## To be done
Scale the material from its first line through the line containing "(1226, 697)", writing out every line again with the requests included. Multiply each coordinate in the answers by 2.6 and round to the nearest whole number, rounding halves up.

# Start of Records shown

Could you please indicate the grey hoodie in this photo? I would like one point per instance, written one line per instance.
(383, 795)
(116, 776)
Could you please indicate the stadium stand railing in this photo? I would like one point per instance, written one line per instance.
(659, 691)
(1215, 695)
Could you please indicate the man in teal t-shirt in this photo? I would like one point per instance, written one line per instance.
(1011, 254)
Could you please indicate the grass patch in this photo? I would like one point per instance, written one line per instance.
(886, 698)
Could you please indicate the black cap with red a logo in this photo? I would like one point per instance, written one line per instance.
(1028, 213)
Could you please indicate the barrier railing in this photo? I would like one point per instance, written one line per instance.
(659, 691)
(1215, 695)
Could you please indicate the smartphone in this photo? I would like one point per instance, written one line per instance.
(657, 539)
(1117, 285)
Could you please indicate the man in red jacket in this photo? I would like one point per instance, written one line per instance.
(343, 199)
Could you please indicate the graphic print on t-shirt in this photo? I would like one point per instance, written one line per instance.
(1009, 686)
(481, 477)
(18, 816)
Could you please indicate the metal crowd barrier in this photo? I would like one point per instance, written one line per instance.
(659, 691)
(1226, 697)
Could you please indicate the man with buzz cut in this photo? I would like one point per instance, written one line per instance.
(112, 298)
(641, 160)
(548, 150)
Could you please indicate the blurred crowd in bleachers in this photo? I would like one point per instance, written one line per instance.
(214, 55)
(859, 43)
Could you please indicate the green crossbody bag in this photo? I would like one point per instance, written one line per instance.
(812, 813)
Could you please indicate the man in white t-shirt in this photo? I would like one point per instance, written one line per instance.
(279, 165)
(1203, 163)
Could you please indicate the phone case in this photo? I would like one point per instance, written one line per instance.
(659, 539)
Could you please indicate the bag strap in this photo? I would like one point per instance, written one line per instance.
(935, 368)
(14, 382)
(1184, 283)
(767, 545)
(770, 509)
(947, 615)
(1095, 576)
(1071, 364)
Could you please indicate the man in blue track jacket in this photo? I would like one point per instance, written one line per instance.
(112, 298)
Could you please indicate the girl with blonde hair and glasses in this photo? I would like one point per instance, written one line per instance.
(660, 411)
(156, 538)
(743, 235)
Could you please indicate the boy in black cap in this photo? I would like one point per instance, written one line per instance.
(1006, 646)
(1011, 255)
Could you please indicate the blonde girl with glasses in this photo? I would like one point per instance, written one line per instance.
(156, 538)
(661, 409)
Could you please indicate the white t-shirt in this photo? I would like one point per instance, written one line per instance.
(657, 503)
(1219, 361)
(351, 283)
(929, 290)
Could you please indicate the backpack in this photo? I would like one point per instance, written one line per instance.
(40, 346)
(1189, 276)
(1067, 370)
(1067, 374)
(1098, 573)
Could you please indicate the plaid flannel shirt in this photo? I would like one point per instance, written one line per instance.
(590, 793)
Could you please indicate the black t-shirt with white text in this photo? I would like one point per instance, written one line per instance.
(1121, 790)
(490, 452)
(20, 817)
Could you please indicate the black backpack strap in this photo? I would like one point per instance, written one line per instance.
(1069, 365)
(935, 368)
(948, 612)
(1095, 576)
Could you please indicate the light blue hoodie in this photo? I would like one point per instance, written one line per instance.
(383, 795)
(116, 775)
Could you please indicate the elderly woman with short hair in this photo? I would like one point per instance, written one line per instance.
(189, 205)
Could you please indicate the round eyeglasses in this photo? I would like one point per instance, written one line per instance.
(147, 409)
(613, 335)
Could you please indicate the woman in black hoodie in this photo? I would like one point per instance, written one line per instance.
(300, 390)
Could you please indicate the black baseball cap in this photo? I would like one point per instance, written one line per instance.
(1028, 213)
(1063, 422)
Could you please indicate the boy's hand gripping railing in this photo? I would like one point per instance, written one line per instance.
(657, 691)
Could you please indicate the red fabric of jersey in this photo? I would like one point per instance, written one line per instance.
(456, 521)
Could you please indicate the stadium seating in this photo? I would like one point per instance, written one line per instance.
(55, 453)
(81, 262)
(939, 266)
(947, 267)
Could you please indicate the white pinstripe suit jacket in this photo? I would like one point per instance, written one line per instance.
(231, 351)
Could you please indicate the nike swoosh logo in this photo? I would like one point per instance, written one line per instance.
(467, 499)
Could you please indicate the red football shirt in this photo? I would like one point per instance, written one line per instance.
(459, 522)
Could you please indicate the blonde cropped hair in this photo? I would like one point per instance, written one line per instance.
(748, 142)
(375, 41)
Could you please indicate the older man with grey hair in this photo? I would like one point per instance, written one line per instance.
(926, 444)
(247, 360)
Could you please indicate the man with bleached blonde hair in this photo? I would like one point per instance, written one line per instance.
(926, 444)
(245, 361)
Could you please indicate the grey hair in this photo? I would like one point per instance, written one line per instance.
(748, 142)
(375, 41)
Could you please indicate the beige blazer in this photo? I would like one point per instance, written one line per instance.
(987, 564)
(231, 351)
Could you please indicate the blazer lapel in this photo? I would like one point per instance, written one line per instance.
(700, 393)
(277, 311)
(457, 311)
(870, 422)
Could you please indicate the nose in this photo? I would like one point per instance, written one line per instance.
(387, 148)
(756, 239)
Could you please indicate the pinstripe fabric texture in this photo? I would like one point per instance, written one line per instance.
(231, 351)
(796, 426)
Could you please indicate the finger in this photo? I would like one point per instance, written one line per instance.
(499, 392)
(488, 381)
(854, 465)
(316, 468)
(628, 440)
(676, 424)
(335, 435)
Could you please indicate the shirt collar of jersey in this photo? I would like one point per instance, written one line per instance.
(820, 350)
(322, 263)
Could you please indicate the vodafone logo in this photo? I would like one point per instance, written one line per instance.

# End of Records shown

## Response to this task
Could you please indicate the grey hoodie in this photo? I would like one point per instance, written one line per instance.
(996, 2067)
(302, 2018)
Could you please indicate the stadium stand railing in this photo? I would like one point per instance, written one line per instance.
(1713, 1797)
(3159, 1807)
Could you please indicate the man in teal t-shirt in this photo? I would like one point per instance, written one line per instance.
(2629, 660)
Could you please indicate the grass patch in this photo? I would like one point per instance, written one line per instance.
(2304, 1815)
Could you please indicate the black cap with red a logo in this photo? I would like one point per instance, written one line per instance.
(2673, 554)
Could you please indicate the barrier railing in this photo? I would like one point per instance, written one line per instance.
(1713, 1797)
(3159, 1807)
Could you please indicate the smartphone in this photo? I would like one point per instance, written one line per instance.
(1708, 1401)
(2904, 741)
Could you please indicate the man in red jacket in this photo? I would like one point per instance, written one line per instance.
(892, 517)
Could you please indicate the graphic print on t-shirt in this photo? I would like one point per instance, written one line per instance.
(2623, 1784)
(1251, 1240)
(47, 2122)
Could you please indicate the metal crowd barrier in this photo? I would like one point per instance, written one line per instance.
(1713, 1797)
(3188, 1812)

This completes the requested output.